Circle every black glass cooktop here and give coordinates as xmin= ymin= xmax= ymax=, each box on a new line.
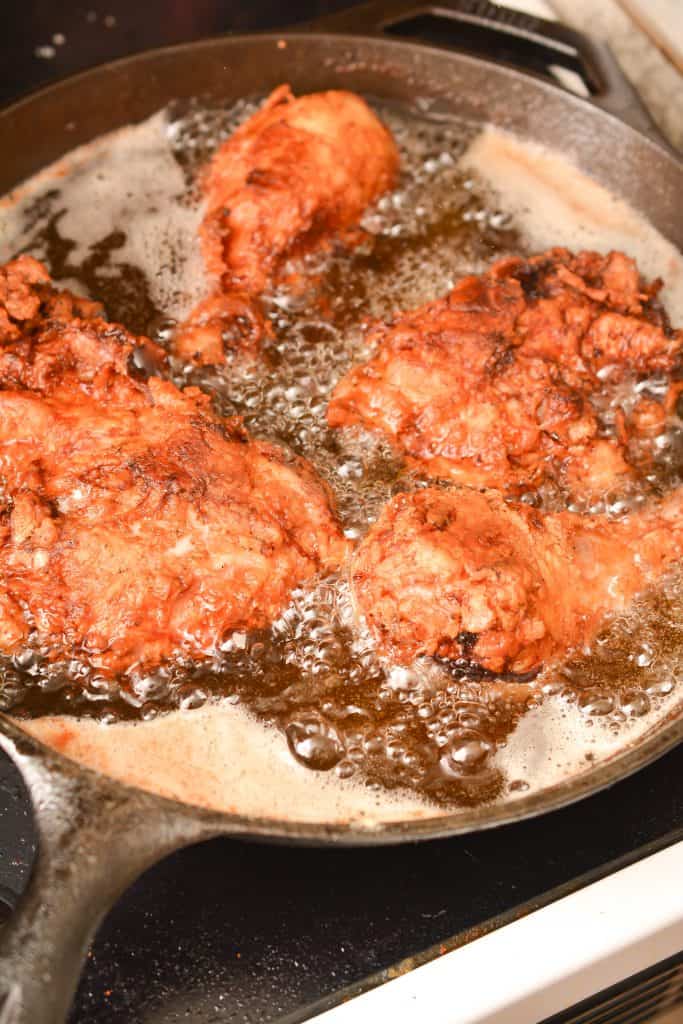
xmin=0 ymin=0 xmax=683 ymax=1024
xmin=0 ymin=746 xmax=683 ymax=1024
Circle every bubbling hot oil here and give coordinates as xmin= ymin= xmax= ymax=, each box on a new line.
xmin=0 ymin=101 xmax=683 ymax=807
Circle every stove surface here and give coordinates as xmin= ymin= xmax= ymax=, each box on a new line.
xmin=0 ymin=0 xmax=683 ymax=1024
xmin=0 ymin=746 xmax=683 ymax=1024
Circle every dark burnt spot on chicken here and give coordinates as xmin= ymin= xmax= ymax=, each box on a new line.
xmin=0 ymin=258 xmax=346 ymax=675
xmin=328 ymin=249 xmax=683 ymax=502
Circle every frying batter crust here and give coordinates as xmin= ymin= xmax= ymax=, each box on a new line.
xmin=350 ymin=487 xmax=683 ymax=673
xmin=328 ymin=249 xmax=683 ymax=497
xmin=175 ymin=85 xmax=398 ymax=364
xmin=0 ymin=257 xmax=346 ymax=673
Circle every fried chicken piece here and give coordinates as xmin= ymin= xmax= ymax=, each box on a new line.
xmin=175 ymin=85 xmax=398 ymax=364
xmin=0 ymin=261 xmax=346 ymax=673
xmin=328 ymin=249 xmax=683 ymax=496
xmin=350 ymin=487 xmax=683 ymax=673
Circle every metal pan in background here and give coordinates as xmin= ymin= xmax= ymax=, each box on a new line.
xmin=0 ymin=0 xmax=683 ymax=1024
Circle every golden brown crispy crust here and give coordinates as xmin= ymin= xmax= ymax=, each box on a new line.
xmin=350 ymin=487 xmax=683 ymax=673
xmin=328 ymin=249 xmax=683 ymax=496
xmin=0 ymin=261 xmax=346 ymax=672
xmin=175 ymin=85 xmax=398 ymax=364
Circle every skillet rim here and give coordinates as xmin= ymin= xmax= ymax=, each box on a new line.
xmin=0 ymin=31 xmax=683 ymax=846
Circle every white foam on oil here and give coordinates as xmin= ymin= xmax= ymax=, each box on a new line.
xmin=0 ymin=111 xmax=206 ymax=318
xmin=0 ymin=113 xmax=683 ymax=827
xmin=460 ymin=128 xmax=683 ymax=325
xmin=26 ymin=703 xmax=434 ymax=828
xmin=495 ymin=691 xmax=681 ymax=799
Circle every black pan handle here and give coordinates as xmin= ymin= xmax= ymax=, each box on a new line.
xmin=0 ymin=715 xmax=219 ymax=1024
xmin=310 ymin=0 xmax=661 ymax=142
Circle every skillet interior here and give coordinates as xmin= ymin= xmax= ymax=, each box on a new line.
xmin=0 ymin=35 xmax=683 ymax=842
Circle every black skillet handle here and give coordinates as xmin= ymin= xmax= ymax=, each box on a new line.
xmin=0 ymin=715 xmax=216 ymax=1024
xmin=310 ymin=0 xmax=661 ymax=142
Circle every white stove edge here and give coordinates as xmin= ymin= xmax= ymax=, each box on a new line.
xmin=314 ymin=838 xmax=683 ymax=1024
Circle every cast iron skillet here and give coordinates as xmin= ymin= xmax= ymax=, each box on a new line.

Problem requirements - Present every item above as a numbered list, omitting blank lines and leaving out the picture.

Result -
1. Circle every black glass cooktop here and give coordinates as xmin= ymin= xmax= ymax=, each box on a new line.
2. xmin=0 ymin=0 xmax=683 ymax=1024
3. xmin=0 ymin=746 xmax=683 ymax=1024
4. Circle every bubbling hot oil here and give coordinates as xmin= ymin= xmax= ymax=, each box on a new line.
5. xmin=0 ymin=101 xmax=683 ymax=807
6. Circle every stove surface here and give coordinates as xmin= ymin= xmax= ymax=, each box on a new line.
7. xmin=0 ymin=0 xmax=683 ymax=1024
8. xmin=0 ymin=746 xmax=683 ymax=1024
9. Circle every dark burnt spot on chicken here and give coordinates as xmin= ymin= xmax= ymax=, each box on a new line.
10. xmin=0 ymin=258 xmax=346 ymax=675
11. xmin=328 ymin=249 xmax=683 ymax=502
12. Circle every frying batter crust here and give coordinates as xmin= ymin= xmax= ymax=, each box on a new line.
13. xmin=350 ymin=487 xmax=683 ymax=673
14. xmin=328 ymin=249 xmax=683 ymax=497
15. xmin=175 ymin=85 xmax=398 ymax=364
16. xmin=0 ymin=257 xmax=346 ymax=673
17. Circle every fried chicken piece here and give coordinates as xmin= ymin= xmax= ymax=, each box on a new line.
18. xmin=175 ymin=85 xmax=398 ymax=364
19. xmin=0 ymin=261 xmax=346 ymax=673
20. xmin=328 ymin=249 xmax=683 ymax=496
21. xmin=350 ymin=487 xmax=683 ymax=673
22. Circle every metal pan in background here and give coordinates as xmin= ymin= xmax= ymax=, each box on a new line.
23. xmin=0 ymin=0 xmax=683 ymax=1024
24. Circle every golden brown crispy crust here and give coordinates as xmin= ymin= xmax= ymax=, each box on a new line.
25. xmin=350 ymin=487 xmax=683 ymax=673
26. xmin=328 ymin=249 xmax=683 ymax=496
27. xmin=0 ymin=261 xmax=346 ymax=672
28. xmin=175 ymin=85 xmax=398 ymax=364
29. Circle every skillet rim here and give coordinates as xmin= ymin= xmax= ymax=, each box on a new line.
30. xmin=0 ymin=31 xmax=683 ymax=846
31. Circle every white foam on oil here and give coordinates as xmin= ymin= xmax= ymax=, each box on a new line.
32. xmin=0 ymin=111 xmax=206 ymax=318
33. xmin=0 ymin=113 xmax=683 ymax=827
34. xmin=460 ymin=128 xmax=683 ymax=325
35. xmin=26 ymin=703 xmax=434 ymax=828
36. xmin=495 ymin=691 xmax=681 ymax=799
37. Circle every black pan handle here and give coordinates as xmin= ymin= xmax= ymax=, each box on a new line.
38. xmin=0 ymin=715 xmax=219 ymax=1024
39. xmin=310 ymin=0 xmax=661 ymax=142
40. Circle every skillet interior here and give coordinates as xmin= ymin= xmax= ymax=, each box on a new line.
41. xmin=0 ymin=35 xmax=683 ymax=842
42. Circle every black skillet handle here and give coordinates as xmin= ymin= xmax= ymax=, each box on a new line.
43. xmin=0 ymin=715 xmax=216 ymax=1024
44. xmin=310 ymin=0 xmax=661 ymax=142
45. Circle every white stove edge here and give coordinates as xmin= ymin= xmax= ymax=, each box on a new line.
46. xmin=314 ymin=838 xmax=683 ymax=1024
47. Circle every cast iron skillet here and give coordinates as xmin= ymin= xmax= ymax=, each box on a new line.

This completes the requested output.